------ Dataset extract ------

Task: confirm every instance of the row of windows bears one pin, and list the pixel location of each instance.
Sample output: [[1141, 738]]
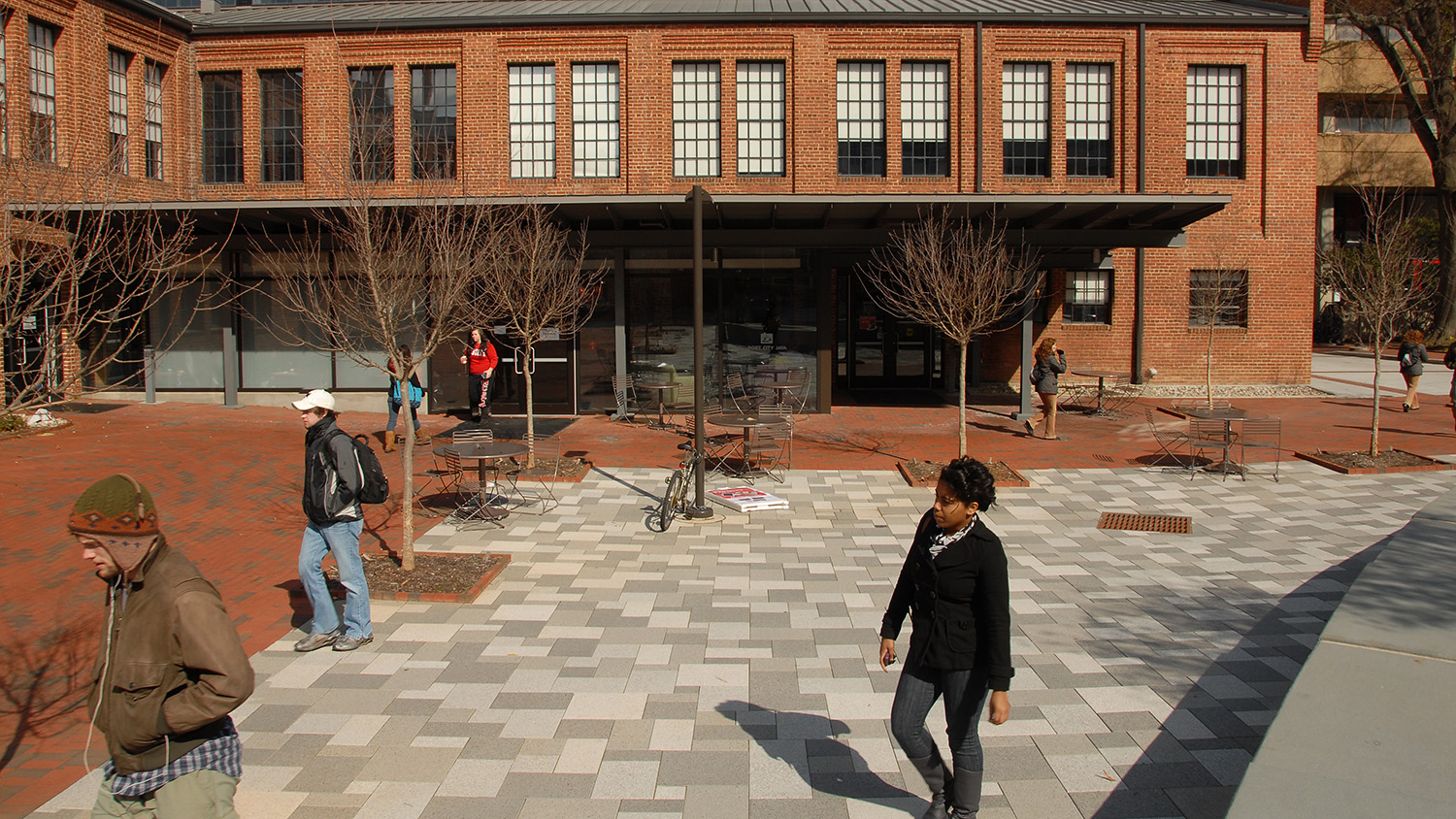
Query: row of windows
[[41, 118], [1214, 296], [1214, 121]]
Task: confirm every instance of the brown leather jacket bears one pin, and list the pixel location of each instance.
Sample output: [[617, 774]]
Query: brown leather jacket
[[169, 668]]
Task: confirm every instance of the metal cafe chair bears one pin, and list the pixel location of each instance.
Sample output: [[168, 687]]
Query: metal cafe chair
[[1263, 434]]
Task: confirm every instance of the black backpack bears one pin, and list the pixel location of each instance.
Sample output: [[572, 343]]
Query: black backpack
[[376, 483]]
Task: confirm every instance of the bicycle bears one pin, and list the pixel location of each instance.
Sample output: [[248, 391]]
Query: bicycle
[[675, 496]]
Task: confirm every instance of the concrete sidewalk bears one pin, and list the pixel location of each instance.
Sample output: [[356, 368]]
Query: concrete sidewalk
[[727, 670]]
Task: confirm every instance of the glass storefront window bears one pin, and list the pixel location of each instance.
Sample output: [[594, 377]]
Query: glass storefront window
[[276, 343], [189, 348]]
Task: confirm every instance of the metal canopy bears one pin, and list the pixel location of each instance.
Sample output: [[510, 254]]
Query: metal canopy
[[1048, 221]]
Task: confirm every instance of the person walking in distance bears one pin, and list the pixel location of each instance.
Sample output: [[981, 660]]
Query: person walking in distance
[[169, 671], [1050, 363], [480, 360], [396, 402], [957, 589], [1412, 364], [331, 484]]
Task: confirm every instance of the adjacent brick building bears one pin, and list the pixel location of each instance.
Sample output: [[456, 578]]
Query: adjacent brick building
[[1135, 143]]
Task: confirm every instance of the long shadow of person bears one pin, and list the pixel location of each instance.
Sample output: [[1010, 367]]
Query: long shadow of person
[[807, 745]]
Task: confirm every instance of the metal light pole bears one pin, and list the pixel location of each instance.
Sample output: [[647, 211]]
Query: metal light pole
[[699, 509]]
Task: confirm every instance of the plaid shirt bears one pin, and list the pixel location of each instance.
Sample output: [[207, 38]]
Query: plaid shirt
[[223, 754]]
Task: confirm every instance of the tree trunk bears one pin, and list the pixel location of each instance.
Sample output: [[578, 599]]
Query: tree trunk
[[1374, 402], [1208, 373], [407, 537], [530, 405], [1444, 323], [964, 360]]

------

▸ What the task asks
All that is needed is the exact run of lines above from the line containing "Sample output: [[248, 391]]" through the line containing "Sample output: [[456, 578]]", both of them included.

▸ Exercise response
Sample output: [[248, 391]]
Query: bicycle
[[675, 496]]
Task: confirm every instance of the concrete sidewalk bears one pin, and list the pixel location of each instance.
Sample output: [[356, 368]]
Query: concrete sidewalk
[[727, 670]]
Task: confirm every instance of the glass storefront window bears one pin, and list the pixel location of each instance.
Sample output: [[594, 377]]
Query: glass storefront window
[[276, 343], [189, 348]]
Task: confirm every instance of the metal canopy bears one pin, and list the pixel location of each instance.
Sample output: [[510, 254]]
Query: metal canopy
[[1048, 221]]
Task: confirm every instance of the person walking in distance bears one pin, and list the pixel location of each instance.
Sample output: [[981, 660]]
Query: person walking in distance
[[169, 671], [1050, 363], [480, 360], [396, 402], [957, 589], [1412, 364], [331, 484]]
Task: confirm every instance of the adjacent brick building bears one pin, and list the pixel location of each instance.
Sample output: [[456, 578]]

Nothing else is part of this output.